**SELECTED TEXT**
Coming to LifeA few posts ago, I displayed the near-death accident of a faerie who suffered severe burns on her face due to an oven mishap. I decided not to give up on her, and to do my best to bring about her revival. She is now fully restored with flattering make-up (Genesis paint).
I sculpted a a neck and top-torso, and gave her some new faerie ears. I really like the way she is evolving. What a sweet expression on her face- hard to believe that she has been burned and hurt so badly!
By the way- don't worry, I am not making a nude doll haha
Wonder what that "thing" that I sculpted her on is? It's a concoction that my dear carpenter husband designed heheheee ... a rolling pin cut in half, and then nailed onto a piece of wood. The nail goes from the bottom of the base and into the rolling pin.
Rather than rolling pins, which are completely round, traditional sculpting stands have flat bottoms. Only the top is round (like a tunnel). I like my way better because it really enables me to sculpt the boobs in the right shape. They kind of "scoop" under the bottom curve. If I were making a man, or a flat-chested figure, I would want the standard sculpting stand. By the way, because of the size of the rolling pin, this method is suitable for dolls 18-20 or so inches.
***Note: be sure to place some sort of wire mesh on the rolling pin before laying down the clay. Otherwise it may crack. Sort of like they do to patch a hole in the wall with plaster.
I just thought of this idea and it's the first time I've tried it. Next time, I'll have my husband add another feature to the design to make it perfectly functional: two thin knitting needles coming up through the rolling pin. This will allow me to build the head on the stand first, and then the neck and so on. I'll just make my ball of foil, and pierce it with the knitting needles to about the center of the ball. Then, I'll go ahead and sculpt the head, then the torso etc- all together. The knitting needles are very smooth, which will make it easy to remove the sculpture. If I do this on nails, which I have heard of people doing, I might damage the neck when I remove the entire sculpture after curing.
I can put the entire thing right into the oven and the wood will not burn. No need to make the head in stages. I find that very difficult because the clay is malleable and I inevitably end up smearing and smudging my work accidentally when I work on the other side... Also, I won't have to fire the head and torso separately.
Which reminds me- With the "turny things" on the sides of the rolling pin (the thing inside that makes it roll) my husband will make me a round, flat carousel about the size of a dish. In this way, I can also turn my sculpture around and around, very easily. Gotta love it!
I think I should patent this idea! hehehe Just kidding, please do try it if it sounds like something that will work for you. Just let me know so I can feel good hehehe If you like my idea, please leave me a comment! I'd love to hear what you have to say.
Ok now I'm going back to playing dolls- who should this faerie be?
I think I'll use white Tibetan Lambswool on her...Today I'll get started on her body. I'll make it from cloth, with a wire armature. I'm still thinking about who this doll wants to be, how to pose her..... Suggestions, anyone?

**GIVEN RECORDS**

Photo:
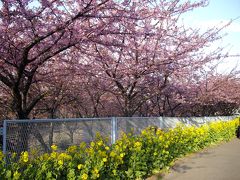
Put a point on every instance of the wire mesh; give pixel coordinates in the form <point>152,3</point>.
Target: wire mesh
<point>28,135</point>
<point>41,134</point>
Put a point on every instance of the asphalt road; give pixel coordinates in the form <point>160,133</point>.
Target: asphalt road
<point>220,162</point>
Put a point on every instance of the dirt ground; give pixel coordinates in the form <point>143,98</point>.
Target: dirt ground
<point>220,162</point>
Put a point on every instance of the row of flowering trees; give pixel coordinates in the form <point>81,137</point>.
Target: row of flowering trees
<point>95,58</point>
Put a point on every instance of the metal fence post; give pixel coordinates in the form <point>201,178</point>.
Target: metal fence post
<point>161,124</point>
<point>4,137</point>
<point>113,130</point>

**WORK ITEM**
In the doll-sculpting post, change "oven" to "kiln" and write out everything from "I can put the" down to "and torso separately.". The records stand apart from the doll-sculpting post and are not part of it.

**RESULT FOR THIS EXERCISE**
I can put the entire thing right into the kiln and the wood will not burn. No need to make the head in stages. I find that very difficult because the clay is malleable and I inevitably end up smearing and smudging my work accidentally when I work on the other side... Also, I won't have to fire the head and torso separately.